READING PASSAGE
— BEGIN —

What's the trick ?? Boincmgr handling GPU *AND* CPU WU's

Message boards : BOINC client : What's the trick ?? Boincmgr handling GPU *AND* CPU WU's
Message board moderation

To post messages, you must log in.

AuthorMessage
seigell

Send message
Joined: 13 Nov 09
Posts: 3
United States
Message 28714 - Posted: 13 Nov 2009, 7:15:17 UTC

Great News - Boinc finally provides support for GPU as well as CPU WU's
Workflow - OK that Boinc requests GPU WU's for Projects that are CPU-only (rationale: to ensure catching GPU if/when that Project supports it)

BUT... What's the trick to reach a balance which prompts for GPU occasionally but then reverts to CPU often enough to not STARVE for WU's of that Project ??

Surely the CPU-only Projects are frustrated by the "more than trivial" frequency of GPU requests. It causes incremental additional network traffic (at a minimum).

At a MAXIMUM, it buries those Projects when users such as I find No Recourse but to manually manage the WU Queue by brute force use of Update and even Reset Project for the sole reason to "get some / any work" !!

I've just endured yet another bout where 2 separate Projects were asked repeatedly for GPU for hours on end without once asking for CPU.

— END —

SOURCE EXCERPT
— BEGIN —

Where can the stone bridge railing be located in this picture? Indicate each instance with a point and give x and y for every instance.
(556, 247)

— END —

PROBLEM A
According to the BOINC forum post, what do the frequent GPU requests cause at a minimum?
PROBLEM B
Carry on writing the BOINC forum post, starting after its last sentence.
The material isn't needed here.

TASK OUTPUT A
Incremental additional network traffic.

TASK OUTPUT B
What's the Trick ?? There's got to be one...
ID: 28714 · Report as offensive
Profile Jord
Volunteer tester
Help desk expert
Avatar

Send message
Joined: 29 Aug 05
Posts: 15490
Netherlands
Message 28722 - Posted: 13 Nov 2009, 14:25:39 UTC - in response to Message 28714.  

The GPU work request will back-off further and further until it's only done once every 24 hours. It'll be reset when you press Update. As far as I know, it will not reset when you do Advanced->Do network communications on a running count-down to next try to contact the project.

And else, just stop hammering the Update button. Attach to other projects that do have lots of work.
ID: 28722 · Report as offensive
seigell

Send message
Joined: 13 Nov 09
Posts: 3
United States
Message 28865 - Posted: 19 Nov 2009, 15:34:38 UTC - in response to Message 28722.  

I've followed your advice, and remained "hands-off" for the past several days.

And, again, the CPU-only Projects have "starved"...

I run 8 Projects (all-time 3-core + GPU; addl work buffer=2):
GPU:
GPUGRID - Project imposed limit 2 WUs
SETI(cuda&CPU)
CPU:
Einstein
Rosetta
malaria
WCG - multi-projects
CPDN - long-term WUs always present
MilkyWay - on hiatus for server rebuild

Result:
GPUGRID constantly has it 2(max) WUs - refilled soon after reporting
SETI goes to town - lots of WUs w/ 0.5-2.5hr est completion times (10-25+)
CPU Projects did start asking for CPU WUs - after 16-32hrs from startup - performing network requests only every 8-10hrs - usually getting 2-4hrs worth WUs each time
This means that while I'm making nominal / halting progress on the CPU projects, I'm rolling thru the GPU projects and racking up good credits. And CPDN is benefiting in that the WUs due for mid-2010 will be completed within the next 2 weeks.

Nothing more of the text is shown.